- Request
Print the records below line for line without changing anything, but leave out the pictures.

Image region outline records
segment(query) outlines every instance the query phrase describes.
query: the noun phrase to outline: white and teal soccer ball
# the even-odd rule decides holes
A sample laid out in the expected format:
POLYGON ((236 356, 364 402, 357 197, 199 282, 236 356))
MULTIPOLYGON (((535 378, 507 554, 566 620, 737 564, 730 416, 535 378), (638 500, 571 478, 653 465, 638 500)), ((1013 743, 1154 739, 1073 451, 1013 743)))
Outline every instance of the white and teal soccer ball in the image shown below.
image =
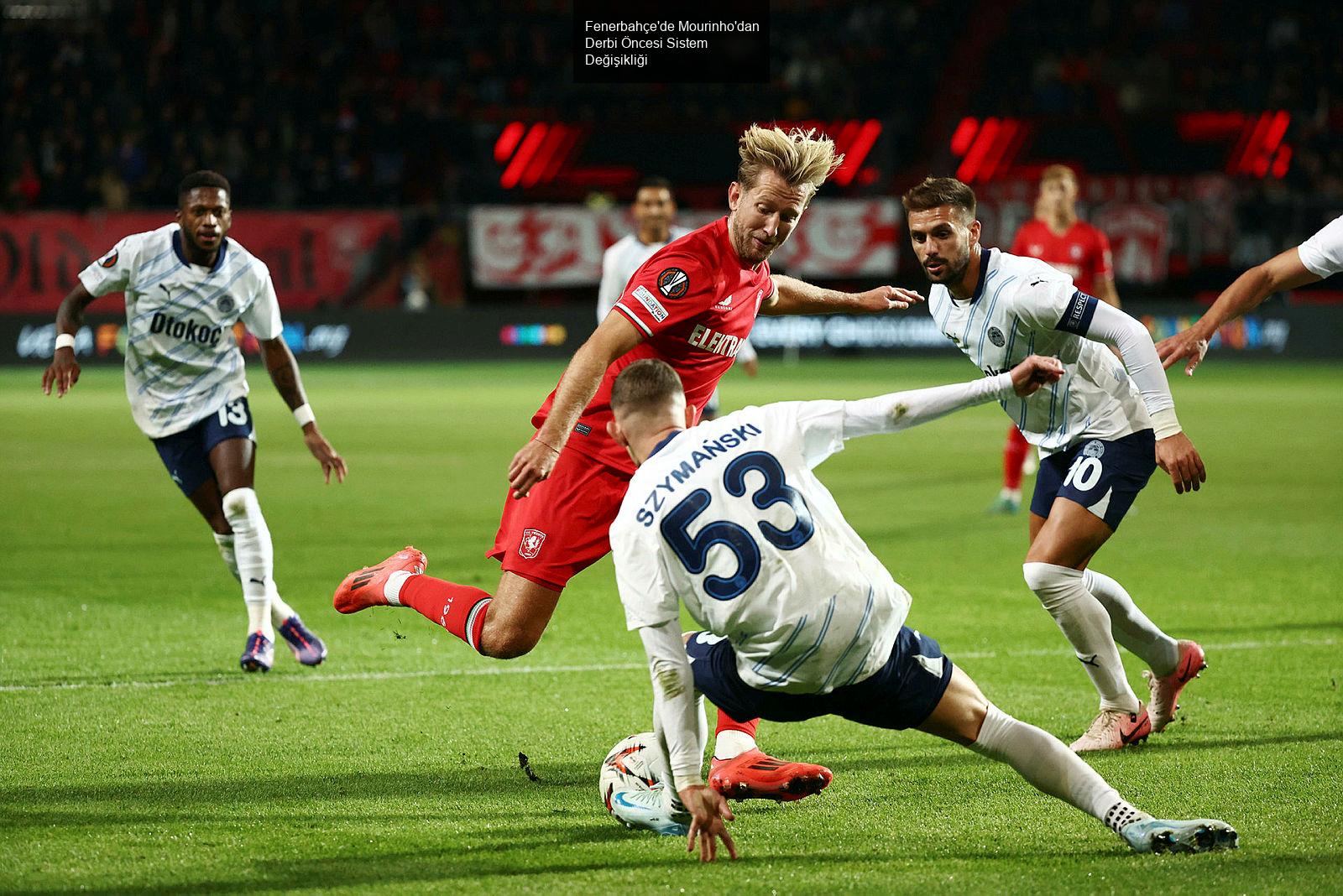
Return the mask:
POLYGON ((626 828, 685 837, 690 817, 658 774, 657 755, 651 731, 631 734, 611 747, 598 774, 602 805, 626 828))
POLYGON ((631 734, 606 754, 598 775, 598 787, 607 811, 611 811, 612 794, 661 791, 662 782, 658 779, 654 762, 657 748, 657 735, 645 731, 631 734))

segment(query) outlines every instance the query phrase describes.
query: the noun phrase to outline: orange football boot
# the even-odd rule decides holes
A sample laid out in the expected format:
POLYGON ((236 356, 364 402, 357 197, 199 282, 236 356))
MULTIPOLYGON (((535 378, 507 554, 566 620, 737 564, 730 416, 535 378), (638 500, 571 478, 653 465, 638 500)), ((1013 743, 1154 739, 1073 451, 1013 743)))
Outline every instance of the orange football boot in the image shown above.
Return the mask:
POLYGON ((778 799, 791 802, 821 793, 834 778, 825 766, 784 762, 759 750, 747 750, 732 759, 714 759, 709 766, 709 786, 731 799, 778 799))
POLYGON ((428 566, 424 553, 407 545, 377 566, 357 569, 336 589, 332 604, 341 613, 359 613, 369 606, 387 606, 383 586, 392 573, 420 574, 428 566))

- The solution
segment(query) outlines every instance the query phrase describes.
query: the noun phrase to outline: white and teal soccer ball
# the even-odd rule decides holes
A sample laid out in the expected format:
POLYGON ((236 356, 364 402, 357 197, 199 282, 236 356))
MULTIPOLYGON (((535 378, 507 554, 566 620, 737 564, 730 416, 535 378), (638 500, 571 478, 653 465, 638 500)), ((1013 743, 1154 739, 1073 451, 1013 743)))
Outline every instance of the white and teal soccer ball in the image shown below.
image =
Return the mask:
POLYGON ((626 828, 685 837, 690 817, 658 774, 657 755, 651 731, 631 734, 611 747, 598 774, 602 805, 626 828))
POLYGON ((631 734, 606 754, 598 775, 598 787, 607 811, 611 811, 612 794, 661 791, 662 782, 658 779, 654 762, 657 748, 657 735, 645 731, 631 734))

segment(query) outlines every instance the query phrase describes.
query: the noun phrase to outline: orange football boot
# the even-odd rule decides holes
A sample laid out in the expected format:
POLYGON ((236 356, 364 402, 357 197, 199 282, 236 356))
MULTIPOLYGON (((535 378, 507 554, 566 620, 737 564, 730 416, 535 378), (638 500, 571 478, 653 465, 638 500)), ((1013 743, 1154 739, 1073 451, 1013 743)))
Outline every instance of the orange football boot in the image shown above.
Return the mask:
POLYGON ((778 799, 791 802, 821 793, 834 778, 825 766, 784 762, 759 750, 747 750, 732 759, 714 759, 709 766, 709 786, 731 799, 778 799))
POLYGON ((428 566, 424 553, 407 545, 377 566, 357 569, 336 589, 332 604, 341 613, 359 613, 369 606, 387 606, 383 586, 392 573, 420 574, 428 566))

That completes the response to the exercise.